Set exercise:
Copy the lines verbatim, beginning with the line that contains "Identify the stucco" and continuing through the end of the data, and only those lines.
═════ Dataset excerpts ═════
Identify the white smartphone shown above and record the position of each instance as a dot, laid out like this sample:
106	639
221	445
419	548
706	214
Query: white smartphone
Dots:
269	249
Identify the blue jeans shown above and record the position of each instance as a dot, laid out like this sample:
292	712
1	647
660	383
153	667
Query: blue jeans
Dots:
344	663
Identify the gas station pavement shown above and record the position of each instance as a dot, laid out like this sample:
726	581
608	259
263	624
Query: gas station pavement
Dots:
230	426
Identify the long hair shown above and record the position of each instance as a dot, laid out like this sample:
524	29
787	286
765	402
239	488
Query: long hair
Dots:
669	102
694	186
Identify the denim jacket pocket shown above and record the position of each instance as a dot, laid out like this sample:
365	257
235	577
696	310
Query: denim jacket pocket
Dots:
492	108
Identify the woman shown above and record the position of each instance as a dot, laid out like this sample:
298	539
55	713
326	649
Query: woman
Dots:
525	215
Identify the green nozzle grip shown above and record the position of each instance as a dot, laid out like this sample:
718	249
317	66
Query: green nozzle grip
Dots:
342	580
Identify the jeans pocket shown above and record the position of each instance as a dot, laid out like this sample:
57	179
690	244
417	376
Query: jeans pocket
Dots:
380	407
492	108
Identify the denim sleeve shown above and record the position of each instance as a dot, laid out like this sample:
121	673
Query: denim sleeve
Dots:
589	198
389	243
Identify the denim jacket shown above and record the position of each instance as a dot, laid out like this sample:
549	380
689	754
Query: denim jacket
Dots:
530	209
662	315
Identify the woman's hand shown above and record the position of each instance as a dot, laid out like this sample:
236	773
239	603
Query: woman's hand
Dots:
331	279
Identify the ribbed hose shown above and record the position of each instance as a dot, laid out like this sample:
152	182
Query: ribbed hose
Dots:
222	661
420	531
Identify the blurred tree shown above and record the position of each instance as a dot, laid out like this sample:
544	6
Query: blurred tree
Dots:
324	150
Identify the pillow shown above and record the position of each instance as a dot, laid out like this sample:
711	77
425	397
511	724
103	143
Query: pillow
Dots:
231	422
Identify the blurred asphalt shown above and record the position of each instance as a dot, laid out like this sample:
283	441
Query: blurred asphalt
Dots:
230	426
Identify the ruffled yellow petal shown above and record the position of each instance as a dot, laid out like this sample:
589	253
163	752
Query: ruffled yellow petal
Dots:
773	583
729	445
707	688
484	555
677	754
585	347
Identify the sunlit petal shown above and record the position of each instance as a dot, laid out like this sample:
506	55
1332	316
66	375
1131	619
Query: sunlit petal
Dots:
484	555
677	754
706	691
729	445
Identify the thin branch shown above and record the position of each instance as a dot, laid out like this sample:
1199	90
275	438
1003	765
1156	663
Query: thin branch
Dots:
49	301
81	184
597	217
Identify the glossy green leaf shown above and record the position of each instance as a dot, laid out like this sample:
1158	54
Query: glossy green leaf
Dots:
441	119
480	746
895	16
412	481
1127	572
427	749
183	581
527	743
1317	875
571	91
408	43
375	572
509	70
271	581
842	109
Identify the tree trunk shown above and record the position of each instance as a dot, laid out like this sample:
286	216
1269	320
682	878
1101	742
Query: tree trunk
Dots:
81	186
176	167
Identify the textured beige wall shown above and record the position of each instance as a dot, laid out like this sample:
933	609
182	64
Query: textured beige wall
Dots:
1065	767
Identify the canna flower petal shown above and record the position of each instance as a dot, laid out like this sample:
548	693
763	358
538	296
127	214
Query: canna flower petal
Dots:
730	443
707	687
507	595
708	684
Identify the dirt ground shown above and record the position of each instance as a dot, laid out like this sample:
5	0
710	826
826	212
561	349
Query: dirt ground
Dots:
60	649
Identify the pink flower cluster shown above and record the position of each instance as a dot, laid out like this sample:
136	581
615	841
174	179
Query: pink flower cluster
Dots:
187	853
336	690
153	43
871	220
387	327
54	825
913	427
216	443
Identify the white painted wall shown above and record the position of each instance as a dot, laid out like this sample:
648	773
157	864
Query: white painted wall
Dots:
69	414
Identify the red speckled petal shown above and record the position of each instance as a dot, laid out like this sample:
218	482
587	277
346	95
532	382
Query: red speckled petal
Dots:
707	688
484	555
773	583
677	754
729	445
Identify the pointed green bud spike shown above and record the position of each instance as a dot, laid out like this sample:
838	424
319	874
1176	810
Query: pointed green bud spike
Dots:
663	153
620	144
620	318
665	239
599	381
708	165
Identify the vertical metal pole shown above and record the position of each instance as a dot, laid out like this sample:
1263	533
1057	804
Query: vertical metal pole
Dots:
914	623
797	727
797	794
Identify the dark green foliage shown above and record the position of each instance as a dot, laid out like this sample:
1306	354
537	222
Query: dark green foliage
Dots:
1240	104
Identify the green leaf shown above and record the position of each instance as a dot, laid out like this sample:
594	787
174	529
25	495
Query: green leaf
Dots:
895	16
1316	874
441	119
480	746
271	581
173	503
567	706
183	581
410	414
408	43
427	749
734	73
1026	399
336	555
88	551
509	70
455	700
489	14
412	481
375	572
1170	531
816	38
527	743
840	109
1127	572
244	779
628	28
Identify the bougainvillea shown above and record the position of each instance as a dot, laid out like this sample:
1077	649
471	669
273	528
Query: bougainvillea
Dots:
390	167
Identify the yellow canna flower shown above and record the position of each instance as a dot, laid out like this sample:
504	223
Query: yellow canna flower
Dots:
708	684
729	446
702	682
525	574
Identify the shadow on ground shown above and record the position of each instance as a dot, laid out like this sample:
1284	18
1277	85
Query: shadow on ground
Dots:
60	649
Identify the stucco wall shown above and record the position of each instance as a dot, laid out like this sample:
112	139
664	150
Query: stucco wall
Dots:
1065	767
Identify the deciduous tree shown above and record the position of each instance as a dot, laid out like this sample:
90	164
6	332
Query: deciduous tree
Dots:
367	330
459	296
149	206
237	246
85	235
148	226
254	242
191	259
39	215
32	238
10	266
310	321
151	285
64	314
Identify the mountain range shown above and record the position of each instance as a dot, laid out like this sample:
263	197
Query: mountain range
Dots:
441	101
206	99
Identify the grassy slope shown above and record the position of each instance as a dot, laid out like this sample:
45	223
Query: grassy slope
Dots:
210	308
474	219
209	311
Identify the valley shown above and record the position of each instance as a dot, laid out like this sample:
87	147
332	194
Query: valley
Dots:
═════
The completed task:
Identify the stucco wall shown above and record the position of each instance as a dot, laid out like this sample:
112	139
664	150
Query: stucco wall
Dots:
1065	767
Identify the deciduous tree shown above and record the position of each instance as a dot, laid out like this sample:
90	164
6	332
Query: deciduous tree
Dots:
367	330
459	296
149	206
237	246
85	235
148	226
254	242
191	259
39	215
32	238
10	266
310	321
151	285
64	314
Identify the mountain range shown above and record the position of each instance as a dot, laid out like this sample:
263	197
Query: mountain range
Dots:
441	101
206	99
Identify the grassy slope shown above and record the position of each instance as a dot, laid out like this sample:
45	223
Query: grassy slope
Dots:
210	308
474	219
209	311
Identify the valley shown above and record the position of each instance as a dot, laid out like this sample:
87	147
332	194
Query: valley
Dots:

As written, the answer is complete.